### Task to complete
Rewrite the items, starting at the line that has "I'm certain the rounded" and continuing through the last item, with "I'm certain" changed to "I'm sure" and nothing else altered. Leave the pictures out of your answer.

::: Supplied material :::

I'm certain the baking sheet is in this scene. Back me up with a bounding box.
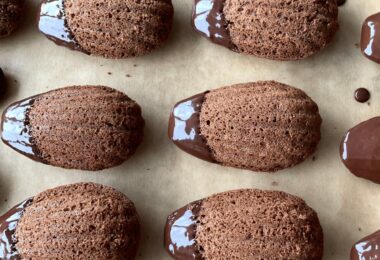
[0,0,380,259]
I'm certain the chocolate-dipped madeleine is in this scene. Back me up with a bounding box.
[1,86,144,171]
[169,81,322,172]
[38,0,173,58]
[0,183,140,260]
[340,117,380,184]
[165,189,323,260]
[192,0,338,60]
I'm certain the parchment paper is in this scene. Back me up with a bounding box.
[0,0,380,259]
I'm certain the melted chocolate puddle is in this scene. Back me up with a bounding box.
[1,96,44,162]
[192,0,237,51]
[360,13,380,63]
[168,93,215,162]
[340,117,380,184]
[0,199,33,260]
[165,200,203,260]
[38,0,89,54]
[350,230,380,260]
[355,88,371,103]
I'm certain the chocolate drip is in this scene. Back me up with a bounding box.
[340,117,380,184]
[0,198,33,260]
[360,13,380,63]
[164,200,203,260]
[1,96,44,162]
[350,230,380,260]
[192,0,237,51]
[168,93,215,162]
[38,0,89,54]
[355,88,371,103]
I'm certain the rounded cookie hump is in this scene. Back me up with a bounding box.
[15,183,140,259]
[64,0,173,58]
[223,0,338,60]
[195,190,323,260]
[28,86,144,170]
[200,81,322,172]
[0,0,24,38]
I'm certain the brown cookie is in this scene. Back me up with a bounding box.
[0,0,25,38]
[0,183,140,260]
[39,0,174,58]
[2,86,144,171]
[169,81,322,172]
[193,0,338,60]
[165,189,323,260]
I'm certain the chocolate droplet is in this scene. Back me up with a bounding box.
[355,88,371,103]
[340,117,380,184]
[350,230,380,260]
[164,200,203,260]
[360,13,380,63]
[168,93,215,162]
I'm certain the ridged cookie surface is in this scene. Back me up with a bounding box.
[2,86,144,170]
[0,0,24,38]
[64,0,173,58]
[193,0,338,60]
[169,81,322,172]
[165,190,323,260]
[15,183,140,260]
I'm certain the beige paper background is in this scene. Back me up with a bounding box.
[0,0,380,259]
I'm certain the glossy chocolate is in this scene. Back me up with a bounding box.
[354,88,371,103]
[360,13,380,63]
[38,0,88,54]
[340,117,380,184]
[168,93,215,162]
[350,230,380,260]
[1,96,43,162]
[0,199,33,260]
[192,0,236,51]
[164,200,203,260]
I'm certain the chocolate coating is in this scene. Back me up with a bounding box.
[192,0,236,51]
[350,230,380,260]
[38,0,89,54]
[340,117,380,184]
[1,96,44,162]
[168,93,215,162]
[360,13,380,63]
[0,199,33,260]
[355,88,371,103]
[164,200,203,260]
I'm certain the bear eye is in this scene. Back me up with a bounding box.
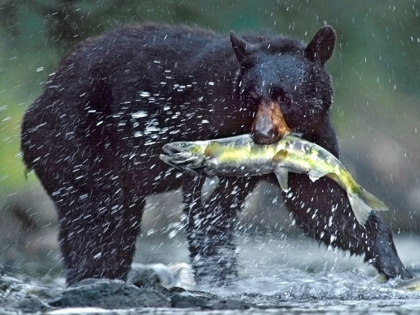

:::

### Result for this task
I'm sure the rounded cookie hump is in this scene. Back me up with a bounding box.
[15,183,140,259]
[64,0,173,58]
[223,0,338,60]
[195,190,323,260]
[28,86,144,170]
[200,81,322,172]
[0,0,24,38]
I'm sure the brown cookie is in this scene. Back me up with a bounding box.
[0,0,25,38]
[0,183,140,260]
[39,0,174,58]
[2,86,144,171]
[169,81,322,172]
[193,0,338,60]
[165,189,323,260]
I'm sure the chocolate droplet is in this scene. Back me up with a bounding box.
[355,88,371,103]
[340,117,380,184]
[350,230,380,260]
[164,200,203,260]
[360,13,380,63]
[168,93,215,162]
I'm sure the ridged cookie surface is in this scene. Back me up with a bounding box.
[2,86,144,170]
[0,0,24,38]
[64,0,173,58]
[193,0,338,60]
[169,81,322,172]
[165,190,323,260]
[15,183,140,260]
I'm sure the beige paper background is in this scene. Back me up with a bounding box.
[0,0,380,259]
I'm sure the glossy chocolate is in this scene. Back me up with a bounding box.
[354,88,371,103]
[360,13,380,63]
[38,0,88,54]
[340,117,380,184]
[168,93,215,162]
[350,230,380,260]
[1,96,43,162]
[0,199,33,260]
[192,0,236,51]
[164,200,203,260]
I'm sure the chocolate coating is in this scene. Back me up with a bounding box.
[192,0,236,51]
[350,230,380,260]
[38,0,89,54]
[340,117,380,184]
[1,96,44,162]
[168,93,215,162]
[360,13,380,63]
[0,199,33,260]
[355,88,371,103]
[164,200,203,260]
I'm sure the bear eye is in this scene. Back me up with a bounding box.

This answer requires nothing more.